Excerpt from a data file
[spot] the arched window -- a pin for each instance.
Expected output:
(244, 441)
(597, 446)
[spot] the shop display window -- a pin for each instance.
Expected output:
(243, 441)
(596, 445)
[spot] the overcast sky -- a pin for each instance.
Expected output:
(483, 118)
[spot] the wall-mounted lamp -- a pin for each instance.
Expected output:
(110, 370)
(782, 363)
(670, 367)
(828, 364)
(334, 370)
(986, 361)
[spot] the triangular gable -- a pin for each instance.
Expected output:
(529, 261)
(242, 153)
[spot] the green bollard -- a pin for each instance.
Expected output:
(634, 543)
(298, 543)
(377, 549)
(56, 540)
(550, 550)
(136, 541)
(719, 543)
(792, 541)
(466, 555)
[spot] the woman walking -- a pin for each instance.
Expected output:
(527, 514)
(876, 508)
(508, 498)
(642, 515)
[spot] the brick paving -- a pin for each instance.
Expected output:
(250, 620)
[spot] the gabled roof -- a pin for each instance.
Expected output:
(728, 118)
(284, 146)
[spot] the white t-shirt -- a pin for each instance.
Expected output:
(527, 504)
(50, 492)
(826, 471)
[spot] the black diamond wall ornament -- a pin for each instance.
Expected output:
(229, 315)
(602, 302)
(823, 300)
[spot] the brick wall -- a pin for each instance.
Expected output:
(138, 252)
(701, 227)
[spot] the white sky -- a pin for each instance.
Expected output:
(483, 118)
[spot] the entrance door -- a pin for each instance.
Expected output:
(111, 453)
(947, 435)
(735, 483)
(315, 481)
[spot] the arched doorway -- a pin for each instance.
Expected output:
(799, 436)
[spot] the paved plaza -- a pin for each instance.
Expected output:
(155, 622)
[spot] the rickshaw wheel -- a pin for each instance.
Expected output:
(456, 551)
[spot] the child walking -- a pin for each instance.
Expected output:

▶ _Short task_: Please put every line of the listing above into a numbered list, leaving out any blank lines.

▶ _Task response_:
1. [spot] the arched window -- a pin for each instance.
2. Expected output:
3. (244, 441)
4. (597, 446)
5. [spot] the shop display window -- a pin for each instance.
6. Expected output:
7. (243, 441)
8. (596, 445)
9. [spot] the overcast sky -- a pin for each instance.
10. Expected output:
11. (483, 118)
12. [spot] the wall-mounted lamp -- a pin for each instance.
13. Expected output:
14. (110, 370)
15. (782, 363)
16. (670, 367)
17. (828, 364)
18. (334, 370)
19. (986, 361)
20. [spot] the triangular gable -- a pin for each instance.
21. Expected output:
22. (529, 261)
23. (242, 153)
24. [spot] the green bollard -- a pin for each instance.
25. Expected output:
26. (634, 543)
27. (298, 543)
28. (377, 549)
29. (56, 540)
30. (550, 550)
31. (136, 541)
32. (719, 543)
33. (792, 541)
34. (466, 555)
35. [spot] the woman walking -- a pin for each instance.
36. Expected output:
37. (527, 514)
38. (876, 508)
39. (508, 498)
40. (642, 515)
41. [spot] the brick paving -- a pin for each instance.
42. Expected output:
43. (250, 620)
44. [spot] the gabled roof -- a pin for each instance.
45. Expected output:
46. (728, 118)
47. (284, 146)
48. [spot] the white t-shirt -- a pin for each instance.
49. Expected output:
50. (527, 504)
51. (50, 492)
52. (826, 471)
53. [spot] the black diamond wall ornament -- a pin for each instance.
54. Expected output:
55. (229, 315)
56. (602, 302)
57. (823, 300)
58. [spot] the brick wall -- a pin for each instance.
59. Expected output:
60. (138, 252)
61. (701, 227)
62. [spot] the white sky -- a pin for each instance.
63. Expected output:
64. (483, 118)
65. [spot] the entrance door -- a pin for each instance.
66. Expected output:
67. (111, 453)
68. (947, 435)
69. (735, 483)
70. (315, 481)
71. [spot] the arched doorway -- a pin for each instance.
72. Expected output:
73. (799, 436)
74. [spot] the paved plaza -- a pin for each instance.
75. Expected output:
76. (155, 622)
77. [spot] the rickshaw wheel -- a pin for each instance.
78. Expected output:
79. (456, 551)
80. [spot] the child walking -- a pin for each instance.
81. Expected output:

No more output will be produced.